> EXERCISE AIM: Find every line in the items below that contains the word "blue" and copy each of those lines.

------

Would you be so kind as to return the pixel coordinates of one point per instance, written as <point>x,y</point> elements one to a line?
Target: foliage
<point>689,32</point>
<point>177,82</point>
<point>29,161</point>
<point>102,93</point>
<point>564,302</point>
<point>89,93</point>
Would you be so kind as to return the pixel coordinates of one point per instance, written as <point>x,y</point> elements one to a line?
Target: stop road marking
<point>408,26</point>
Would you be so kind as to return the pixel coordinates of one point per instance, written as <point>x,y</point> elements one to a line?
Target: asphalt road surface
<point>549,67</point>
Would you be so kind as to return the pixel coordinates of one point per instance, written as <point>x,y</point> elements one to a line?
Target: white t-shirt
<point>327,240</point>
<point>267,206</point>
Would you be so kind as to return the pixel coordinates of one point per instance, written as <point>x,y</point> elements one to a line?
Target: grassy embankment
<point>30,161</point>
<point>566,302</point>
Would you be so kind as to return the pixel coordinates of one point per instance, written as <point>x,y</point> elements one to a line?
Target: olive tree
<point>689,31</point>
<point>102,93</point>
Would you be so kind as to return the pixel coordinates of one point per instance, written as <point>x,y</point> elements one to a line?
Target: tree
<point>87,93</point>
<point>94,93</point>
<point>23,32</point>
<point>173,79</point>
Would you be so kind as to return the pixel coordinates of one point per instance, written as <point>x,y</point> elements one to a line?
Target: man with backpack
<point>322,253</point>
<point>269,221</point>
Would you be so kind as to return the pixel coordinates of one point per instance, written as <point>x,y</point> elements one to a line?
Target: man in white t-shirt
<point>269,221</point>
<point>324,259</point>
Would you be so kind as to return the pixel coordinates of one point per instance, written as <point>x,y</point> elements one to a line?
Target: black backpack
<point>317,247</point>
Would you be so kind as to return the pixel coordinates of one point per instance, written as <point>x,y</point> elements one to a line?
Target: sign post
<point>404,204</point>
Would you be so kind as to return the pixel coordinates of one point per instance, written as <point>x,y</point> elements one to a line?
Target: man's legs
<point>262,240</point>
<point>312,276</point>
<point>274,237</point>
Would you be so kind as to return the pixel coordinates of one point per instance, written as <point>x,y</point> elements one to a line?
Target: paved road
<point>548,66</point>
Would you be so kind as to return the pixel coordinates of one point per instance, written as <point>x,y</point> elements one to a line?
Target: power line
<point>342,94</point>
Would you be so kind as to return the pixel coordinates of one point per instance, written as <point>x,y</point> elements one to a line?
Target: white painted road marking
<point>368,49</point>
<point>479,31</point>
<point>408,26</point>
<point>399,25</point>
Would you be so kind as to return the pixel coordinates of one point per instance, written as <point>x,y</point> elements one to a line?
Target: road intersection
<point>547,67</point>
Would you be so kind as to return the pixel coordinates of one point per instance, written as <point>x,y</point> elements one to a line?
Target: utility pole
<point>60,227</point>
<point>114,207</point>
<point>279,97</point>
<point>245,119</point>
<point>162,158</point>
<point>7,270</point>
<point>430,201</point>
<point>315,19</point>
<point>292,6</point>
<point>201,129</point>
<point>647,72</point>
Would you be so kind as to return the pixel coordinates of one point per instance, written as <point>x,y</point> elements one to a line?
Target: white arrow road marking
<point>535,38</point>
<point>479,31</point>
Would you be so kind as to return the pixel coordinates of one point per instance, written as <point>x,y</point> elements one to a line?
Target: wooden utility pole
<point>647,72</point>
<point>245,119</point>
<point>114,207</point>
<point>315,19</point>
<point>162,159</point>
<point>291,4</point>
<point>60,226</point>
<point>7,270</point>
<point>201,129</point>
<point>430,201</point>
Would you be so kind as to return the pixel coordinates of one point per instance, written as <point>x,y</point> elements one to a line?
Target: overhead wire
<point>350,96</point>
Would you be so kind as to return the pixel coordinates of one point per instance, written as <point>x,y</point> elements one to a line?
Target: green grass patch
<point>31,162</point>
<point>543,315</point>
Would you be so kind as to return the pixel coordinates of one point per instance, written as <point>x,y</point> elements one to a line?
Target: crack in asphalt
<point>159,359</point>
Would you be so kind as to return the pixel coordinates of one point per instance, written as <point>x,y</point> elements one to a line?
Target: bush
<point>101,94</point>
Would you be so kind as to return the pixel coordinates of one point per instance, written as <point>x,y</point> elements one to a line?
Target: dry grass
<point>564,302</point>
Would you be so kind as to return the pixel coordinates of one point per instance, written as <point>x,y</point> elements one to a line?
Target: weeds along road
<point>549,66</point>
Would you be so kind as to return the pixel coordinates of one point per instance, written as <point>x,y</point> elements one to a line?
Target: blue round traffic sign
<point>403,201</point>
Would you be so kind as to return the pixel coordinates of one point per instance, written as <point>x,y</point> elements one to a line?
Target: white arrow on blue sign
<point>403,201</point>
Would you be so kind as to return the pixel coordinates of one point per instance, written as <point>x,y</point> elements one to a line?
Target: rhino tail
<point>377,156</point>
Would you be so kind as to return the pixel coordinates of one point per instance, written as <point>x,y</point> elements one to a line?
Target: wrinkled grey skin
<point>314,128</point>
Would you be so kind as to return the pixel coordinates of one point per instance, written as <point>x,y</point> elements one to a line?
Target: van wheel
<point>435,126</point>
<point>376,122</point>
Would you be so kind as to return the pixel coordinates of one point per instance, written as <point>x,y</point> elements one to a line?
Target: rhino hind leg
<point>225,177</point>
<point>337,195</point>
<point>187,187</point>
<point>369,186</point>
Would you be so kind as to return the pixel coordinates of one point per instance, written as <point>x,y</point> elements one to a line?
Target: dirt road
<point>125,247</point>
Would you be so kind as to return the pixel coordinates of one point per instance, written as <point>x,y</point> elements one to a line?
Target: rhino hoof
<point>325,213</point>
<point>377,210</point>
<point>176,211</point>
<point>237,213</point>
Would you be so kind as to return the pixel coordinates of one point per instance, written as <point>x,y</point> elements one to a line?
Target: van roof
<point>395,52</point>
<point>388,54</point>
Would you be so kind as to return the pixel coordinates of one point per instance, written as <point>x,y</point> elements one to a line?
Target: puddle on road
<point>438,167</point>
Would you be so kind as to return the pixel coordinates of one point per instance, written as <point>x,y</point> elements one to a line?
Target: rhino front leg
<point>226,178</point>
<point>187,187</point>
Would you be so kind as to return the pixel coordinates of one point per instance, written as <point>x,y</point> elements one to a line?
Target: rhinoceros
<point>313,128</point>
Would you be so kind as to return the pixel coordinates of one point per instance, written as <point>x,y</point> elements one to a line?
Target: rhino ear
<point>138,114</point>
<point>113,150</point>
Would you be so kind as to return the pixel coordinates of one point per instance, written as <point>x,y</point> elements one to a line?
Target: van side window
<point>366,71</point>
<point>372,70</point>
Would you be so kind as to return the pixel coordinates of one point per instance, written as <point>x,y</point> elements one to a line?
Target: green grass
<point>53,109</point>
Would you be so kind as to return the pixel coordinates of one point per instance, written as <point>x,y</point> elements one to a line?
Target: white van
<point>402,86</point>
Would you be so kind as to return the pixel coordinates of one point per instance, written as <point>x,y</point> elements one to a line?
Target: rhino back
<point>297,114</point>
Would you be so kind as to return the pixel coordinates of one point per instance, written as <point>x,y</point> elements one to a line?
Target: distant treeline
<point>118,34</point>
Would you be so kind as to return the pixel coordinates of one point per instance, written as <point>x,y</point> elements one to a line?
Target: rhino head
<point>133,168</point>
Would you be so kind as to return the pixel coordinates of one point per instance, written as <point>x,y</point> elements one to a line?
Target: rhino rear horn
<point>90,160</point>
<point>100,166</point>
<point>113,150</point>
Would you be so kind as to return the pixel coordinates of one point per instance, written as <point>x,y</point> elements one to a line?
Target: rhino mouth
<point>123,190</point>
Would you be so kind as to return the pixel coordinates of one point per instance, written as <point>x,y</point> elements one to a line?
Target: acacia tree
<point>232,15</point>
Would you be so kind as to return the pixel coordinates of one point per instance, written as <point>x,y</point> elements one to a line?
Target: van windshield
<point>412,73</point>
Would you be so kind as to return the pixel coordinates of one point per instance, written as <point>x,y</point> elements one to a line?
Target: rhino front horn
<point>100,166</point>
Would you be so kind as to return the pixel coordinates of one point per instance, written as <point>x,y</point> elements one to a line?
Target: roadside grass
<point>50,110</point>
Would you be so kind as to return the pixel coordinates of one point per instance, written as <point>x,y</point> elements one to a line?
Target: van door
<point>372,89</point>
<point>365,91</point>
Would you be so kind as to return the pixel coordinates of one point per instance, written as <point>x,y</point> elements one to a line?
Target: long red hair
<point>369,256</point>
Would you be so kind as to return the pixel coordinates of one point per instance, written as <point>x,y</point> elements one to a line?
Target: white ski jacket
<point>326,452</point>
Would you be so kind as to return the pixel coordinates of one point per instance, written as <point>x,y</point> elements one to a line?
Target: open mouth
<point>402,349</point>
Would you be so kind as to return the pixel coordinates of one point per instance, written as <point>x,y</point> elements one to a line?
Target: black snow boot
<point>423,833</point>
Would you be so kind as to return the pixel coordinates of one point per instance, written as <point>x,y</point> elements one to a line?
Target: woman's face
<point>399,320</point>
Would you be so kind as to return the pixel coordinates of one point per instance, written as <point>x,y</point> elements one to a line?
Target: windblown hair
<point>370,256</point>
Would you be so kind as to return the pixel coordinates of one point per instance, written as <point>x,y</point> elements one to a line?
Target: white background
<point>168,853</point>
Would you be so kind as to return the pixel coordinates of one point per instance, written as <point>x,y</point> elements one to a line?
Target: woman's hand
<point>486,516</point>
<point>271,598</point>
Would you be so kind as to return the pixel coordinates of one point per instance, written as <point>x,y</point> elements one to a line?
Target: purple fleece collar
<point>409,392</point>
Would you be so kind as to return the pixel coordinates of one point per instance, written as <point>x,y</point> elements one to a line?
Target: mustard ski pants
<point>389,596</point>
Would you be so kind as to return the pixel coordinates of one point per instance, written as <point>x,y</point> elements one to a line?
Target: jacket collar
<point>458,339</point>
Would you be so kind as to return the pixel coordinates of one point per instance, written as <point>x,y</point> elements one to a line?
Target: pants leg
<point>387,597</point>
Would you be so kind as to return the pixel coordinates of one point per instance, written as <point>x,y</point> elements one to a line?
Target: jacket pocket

------

> TASK RESULT:
Target: blue round traffic sign
Target: white arrow on blue sign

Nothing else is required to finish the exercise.